# [OBJECTIVE]
Reproduce every line of the rows below, requests included, and multiply each point coordinate in the answers by 1.75, rounding to the nearest whole number with halves rounded up. Leave the numbers in the requests and their format samples as they are.

===== EXERCISE INPUTS

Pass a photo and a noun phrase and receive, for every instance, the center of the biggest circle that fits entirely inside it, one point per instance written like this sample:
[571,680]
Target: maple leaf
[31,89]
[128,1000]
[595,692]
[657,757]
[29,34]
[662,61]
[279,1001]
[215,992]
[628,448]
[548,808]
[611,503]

==========

# [THE REPLY]
Pass a photo and a noun phrase and receive, for every instance, the center of the biggest circle that fits entirely inside it, one point per instance written like this sample:
[571,680]
Target: maple leaf
[54,156]
[224,1750]
[1041,1211]
[1150,1325]
[51,60]
[1159,107]
[488,1752]
[376,1736]
[1099,784]
[959,1414]
[1069,880]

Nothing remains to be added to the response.